Your task:
Reproduce every line of the listing below except the pictures, and shift each coordinate in the answers by adding 22 to it.

Records of labeled points:
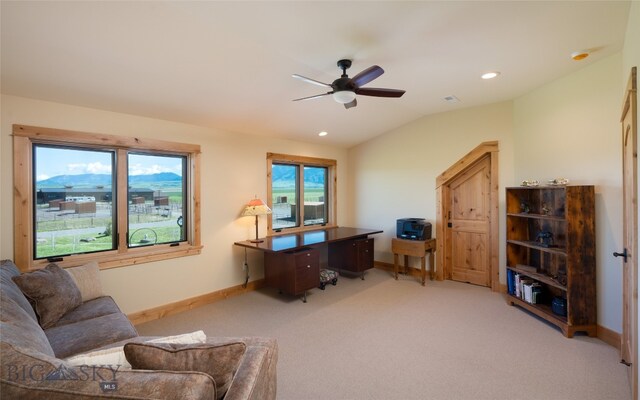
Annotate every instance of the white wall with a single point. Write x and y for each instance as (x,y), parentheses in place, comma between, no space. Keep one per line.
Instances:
(631,58)
(393,176)
(571,128)
(233,171)
(567,128)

Task result:
Annotate every instance of the white wall with a single point. Write x and y for each instance as (x,y), parentheses in place, comma between, no space. Keep one per line.
Instances:
(653,80)
(415,198)
(593,150)
(255,193)
(589,150)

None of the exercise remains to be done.